── SOURCE MATERIAL

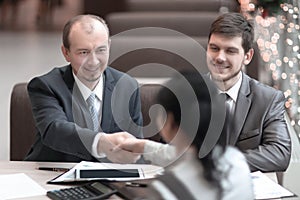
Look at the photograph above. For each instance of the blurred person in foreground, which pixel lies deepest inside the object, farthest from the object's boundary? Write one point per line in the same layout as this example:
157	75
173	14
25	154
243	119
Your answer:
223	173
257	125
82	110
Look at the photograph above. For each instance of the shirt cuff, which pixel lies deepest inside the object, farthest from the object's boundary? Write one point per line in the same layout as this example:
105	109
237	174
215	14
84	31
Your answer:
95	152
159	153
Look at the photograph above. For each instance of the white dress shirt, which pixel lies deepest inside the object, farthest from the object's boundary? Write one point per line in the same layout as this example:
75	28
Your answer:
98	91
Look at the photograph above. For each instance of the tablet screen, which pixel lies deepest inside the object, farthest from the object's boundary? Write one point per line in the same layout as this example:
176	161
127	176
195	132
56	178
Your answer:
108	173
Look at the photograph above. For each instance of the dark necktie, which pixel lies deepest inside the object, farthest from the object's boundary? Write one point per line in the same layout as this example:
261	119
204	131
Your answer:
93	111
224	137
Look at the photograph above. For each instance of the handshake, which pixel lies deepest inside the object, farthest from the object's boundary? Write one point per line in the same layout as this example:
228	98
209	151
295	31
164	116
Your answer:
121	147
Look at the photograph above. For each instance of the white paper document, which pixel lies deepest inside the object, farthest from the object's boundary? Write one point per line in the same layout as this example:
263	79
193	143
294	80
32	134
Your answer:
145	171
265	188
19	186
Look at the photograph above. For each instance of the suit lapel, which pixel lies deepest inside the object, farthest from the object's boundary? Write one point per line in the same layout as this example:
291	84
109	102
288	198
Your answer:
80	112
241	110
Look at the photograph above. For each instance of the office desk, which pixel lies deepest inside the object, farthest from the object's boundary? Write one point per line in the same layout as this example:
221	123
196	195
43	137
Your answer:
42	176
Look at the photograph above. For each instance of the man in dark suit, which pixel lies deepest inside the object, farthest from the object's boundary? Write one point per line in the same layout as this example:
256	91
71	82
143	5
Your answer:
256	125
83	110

────

PROBLEM DETAILS → Search each line of the data above for "shirt", and copy the lines where it occurs.

SOLUTION →
Look at the photograph above. For each instance of the shirt cuff, which pixel lies deepest inside the object, farthest from the object's boundary? Write one point per line in the same layout as this example:
Look at the photograph above. For each instance of the white dress shirt, which pixel lies deepest inside the object, farthest from the object's boundary? Write one point per line in the same layout as this example:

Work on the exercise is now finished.